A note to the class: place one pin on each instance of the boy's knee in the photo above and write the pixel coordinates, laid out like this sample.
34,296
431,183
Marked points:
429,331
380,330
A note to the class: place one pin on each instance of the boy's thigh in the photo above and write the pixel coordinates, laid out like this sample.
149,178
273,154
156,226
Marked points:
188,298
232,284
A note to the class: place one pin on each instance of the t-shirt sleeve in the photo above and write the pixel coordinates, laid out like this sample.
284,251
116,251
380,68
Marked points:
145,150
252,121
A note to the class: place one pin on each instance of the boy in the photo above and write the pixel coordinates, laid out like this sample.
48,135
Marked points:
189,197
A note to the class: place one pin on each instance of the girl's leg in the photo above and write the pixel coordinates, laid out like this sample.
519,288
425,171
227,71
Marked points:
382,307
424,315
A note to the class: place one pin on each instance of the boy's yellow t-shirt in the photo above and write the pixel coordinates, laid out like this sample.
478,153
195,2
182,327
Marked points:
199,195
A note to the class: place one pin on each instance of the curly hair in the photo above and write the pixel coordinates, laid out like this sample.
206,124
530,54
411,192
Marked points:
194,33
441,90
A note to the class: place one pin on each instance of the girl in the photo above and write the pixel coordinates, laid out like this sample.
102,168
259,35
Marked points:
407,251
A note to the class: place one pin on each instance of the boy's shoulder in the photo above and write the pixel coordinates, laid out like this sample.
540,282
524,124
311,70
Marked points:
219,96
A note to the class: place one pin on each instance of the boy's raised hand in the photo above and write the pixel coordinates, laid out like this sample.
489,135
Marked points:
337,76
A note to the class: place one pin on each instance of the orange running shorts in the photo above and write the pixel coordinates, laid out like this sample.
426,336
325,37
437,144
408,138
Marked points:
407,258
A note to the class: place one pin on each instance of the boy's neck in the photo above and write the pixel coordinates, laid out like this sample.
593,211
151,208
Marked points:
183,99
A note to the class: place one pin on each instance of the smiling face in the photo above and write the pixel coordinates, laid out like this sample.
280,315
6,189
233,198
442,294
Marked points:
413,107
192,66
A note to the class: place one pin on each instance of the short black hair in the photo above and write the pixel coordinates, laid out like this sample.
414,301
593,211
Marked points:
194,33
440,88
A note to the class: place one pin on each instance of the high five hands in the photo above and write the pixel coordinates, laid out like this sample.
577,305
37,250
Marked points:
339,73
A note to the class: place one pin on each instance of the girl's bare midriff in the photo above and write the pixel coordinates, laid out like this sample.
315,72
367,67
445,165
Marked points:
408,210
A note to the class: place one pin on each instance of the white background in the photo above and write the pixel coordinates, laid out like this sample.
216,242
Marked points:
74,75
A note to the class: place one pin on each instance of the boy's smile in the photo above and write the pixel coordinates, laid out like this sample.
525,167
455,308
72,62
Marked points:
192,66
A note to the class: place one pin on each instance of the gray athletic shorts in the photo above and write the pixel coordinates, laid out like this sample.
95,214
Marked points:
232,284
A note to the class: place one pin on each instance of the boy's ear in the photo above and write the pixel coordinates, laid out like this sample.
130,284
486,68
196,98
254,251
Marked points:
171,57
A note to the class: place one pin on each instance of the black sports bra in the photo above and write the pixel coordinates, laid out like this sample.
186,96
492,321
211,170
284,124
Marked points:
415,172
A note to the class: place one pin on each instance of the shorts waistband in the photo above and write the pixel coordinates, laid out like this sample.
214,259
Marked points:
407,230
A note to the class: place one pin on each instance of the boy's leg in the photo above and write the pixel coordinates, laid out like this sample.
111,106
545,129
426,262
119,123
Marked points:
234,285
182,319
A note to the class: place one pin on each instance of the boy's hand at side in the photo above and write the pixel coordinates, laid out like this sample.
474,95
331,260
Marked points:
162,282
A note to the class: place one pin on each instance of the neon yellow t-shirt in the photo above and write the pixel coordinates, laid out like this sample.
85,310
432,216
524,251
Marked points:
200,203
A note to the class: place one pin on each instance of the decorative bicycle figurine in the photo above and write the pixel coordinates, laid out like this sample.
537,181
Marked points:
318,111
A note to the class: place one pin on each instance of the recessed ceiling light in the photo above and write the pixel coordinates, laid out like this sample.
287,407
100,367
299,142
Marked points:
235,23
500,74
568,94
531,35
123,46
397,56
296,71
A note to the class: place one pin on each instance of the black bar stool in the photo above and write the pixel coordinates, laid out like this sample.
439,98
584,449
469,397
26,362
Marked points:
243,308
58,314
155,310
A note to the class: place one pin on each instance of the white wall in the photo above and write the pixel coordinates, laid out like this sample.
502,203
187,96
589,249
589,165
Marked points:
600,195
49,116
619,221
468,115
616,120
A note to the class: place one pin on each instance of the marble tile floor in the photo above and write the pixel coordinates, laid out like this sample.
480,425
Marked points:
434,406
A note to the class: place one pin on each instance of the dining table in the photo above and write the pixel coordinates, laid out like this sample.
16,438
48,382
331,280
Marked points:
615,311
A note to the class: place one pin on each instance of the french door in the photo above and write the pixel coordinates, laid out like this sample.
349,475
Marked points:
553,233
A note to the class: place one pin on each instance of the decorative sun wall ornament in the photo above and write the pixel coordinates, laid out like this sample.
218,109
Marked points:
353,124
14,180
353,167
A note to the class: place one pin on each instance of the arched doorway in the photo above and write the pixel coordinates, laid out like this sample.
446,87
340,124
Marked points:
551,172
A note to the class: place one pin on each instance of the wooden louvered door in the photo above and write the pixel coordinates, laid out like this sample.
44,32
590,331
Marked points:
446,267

──────────────────────────────

● Work to be completed:
Your answer must be the full set of entries, copied exactly.

● Exercise result:
A note to the class: place one pin on each instance of the boy's knee in the photo above and write the pixel coordinates, laid out like this sample.
34,296
431,183
Marked points:
429,331
380,330
A note to the class: place one pin on each instance of the boy's thigh in the photo above and write the pixel coordinates, laid out like this sample.
149,178
273,154
156,226
Marked points:
188,298
232,284
A note to the class: place one pin on each instance of the t-shirt sleeve in the photo above and write the pixel coordinates, laid out like this sample.
284,251
116,251
380,68
Marked points:
145,150
252,121
A note to the class: place one pin on each instance of the boy in the photo above and write the pixel coordinates, laid out like this sample.
48,135
Marked points:
189,197
A note to the class: place one pin on each instance of the girl's leg in the photo above and write the pixel coordinates, laid out like this sample.
519,288
425,171
227,71
Marked points:
382,307
424,315
A note to the class: place one pin on each instance of the boy's yellow t-shirt in the photo above and write the pixel coordinates, laid out like this sample.
478,153
195,2
182,327
Marked points:
199,195
A note to the class: place one pin on each instance of the curly hair in the photo above and write the pixel coordinates, laid out like this sample.
206,124
530,54
411,192
Marked points:
194,33
441,90
A note to the class: place one pin on each instance of the girl in the photo above and write the pixel coordinates, laid out like this sample.
102,168
259,35
Marked points:
407,251
A note to the class: place one pin on each instance of the boy's shoulder in the photo above and write the pixel coordinates, laid out like this sample.
540,282
524,124
311,70
Marked points:
219,96
A note to the class: place one pin on each instance of the boy's raised hand in the photo above and write the pixel coordinates, laid out like this sample.
489,135
Marked points:
337,76
A note to the class: place one pin on each instance of the orange running shorts in the photo above and write the pixel coordinates, laid out like this sample.
426,336
325,37
437,144
408,138
Marked points:
407,258
A note to the class: place one pin on each instance of the boy's neck in the photo above and write the pixel coordinates, laid out like this sample.
593,211
151,208
Marked points:
183,99
A note to the class: place one pin on each instance of the smiling face in the photo above and write the pixel coordinates, laid out like this sample.
280,315
6,189
233,198
442,294
Marked points:
413,107
192,66
A note to the class: place one pin on each instance of the short black hair in the photo above and write the pixel coordinates, laid out like this sample.
414,301
593,211
Marked points:
194,33
440,88
A note to the class: place one pin on each instance of the high five hands in the photo above and write the pixel coordinates, laid out like this sample.
577,305
37,250
Marked points:
339,73
A note to the class: place one pin on each instance of the girl's bare midriff in the photo above and write the pixel coordinates, laid out like this sample.
315,72
367,67
445,165
Marked points:
408,210
A note to the class: place one pin on each instance of the white background in the photo above and write the pixel coordinates, laid out like this sample.
216,242
Marked points:
74,75
A note to the class: place one pin on each instance of the boy's smile in the photo above and write the pixel coordinates, laid out like this sample.
525,167
455,308
72,62
Marked points:
192,66
A note to the class: place one pin on each instance of the gray athletic shorts in the photo above and write the pixel coordinates, laid out like this sample.
95,214
Marked points:
232,284
A note to the class: place one pin on each instance of the boy's ear in the photo above and write the pixel coordinates, laid out like this sample.
130,284
486,68
196,98
254,251
Marked points:
171,57
A note to the class: place one pin on each instance of the black sports bra in the photo above and write the pixel coordinates, laid out like this sample.
186,96
492,321
211,170
284,124
Marked points:
415,172
A note to the class: place one pin on each instance of the shorts waistband in the photo above and write the pixel coordinates, laid out like this sample.
214,259
Marked points:
407,230
A note to the class: place one pin on each instance of the boy's leg in the photo above and write the pixel coordinates, laid out like this sample.
111,106
545,129
426,262
119,123
Marked points:
234,285
182,319
A note to the class: place one pin on each instance of the boy's hand at side in the photo above and write the pixel coordinates, laid out like this sample.
474,95
331,260
Marked points:
162,282
A note to the class: place one pin on each instance of the neon yellow t-shirt in the photo above and write the pixel coordinates, laid out like this sample.
85,310
432,216
524,251
Marked points:
200,203
A note to the class: place one pin on each instance of the decorative bicycle figurine in the photo above and write the pixel coordinates, laid out like this sample.
537,181
Marked points:
318,111
A note to the class: place one pin on each instance of the recessed ceiling light in the photo above and write the pixel coordinates, laid out like this sample.
287,407
100,367
299,142
Marked points:
235,23
500,74
568,94
531,35
123,46
397,56
296,71
A note to the class: place one pin on each instance of the black bar stool in the photo above and write the pixel coordinates, laid out like this sample.
439,98
584,449
469,397
26,362
Marked points:
243,308
58,314
155,310
A note to the class: place one pin on each instance of the white wall in the photo above and write the pixel coordinates, laid out like this sample.
502,203
187,96
589,249
589,165
Marked points:
600,195
49,116
619,221
468,115
616,120
A note to the class: place one pin on each instance of the marble tile floor in the photo above and write the pixel coordinates, laid out like this sample.
480,425
Marked points:
434,406
A note to the class: place one pin on each instance of the dining table in the photo above and write the pixel coordinates, laid out like this sample.
16,438
48,382
331,280
Marked points:
615,311
A note to the class: place one pin on each instance of the french door in the photo above and write the pixel coordinates, laid out like this sample.
349,475
Marked points:
553,233
A note to the class: place one pin on each instance of the decorative sun wall ornament in the photo above and write the pixel coordinates, laid out like this sample.
218,109
Marked points:
353,124
14,180
353,167
A note to the class: place one pin on each instance of the arched doorway in the photo above and write the pixel coordinates, laid out like this sample.
446,87
340,124
Marked points:
551,172
A note to the class: place one pin on each instance of the wooden louvered door in the photo above and write the pixel coordinates, laid out like this sample.
44,32
590,331
Marked points:
446,267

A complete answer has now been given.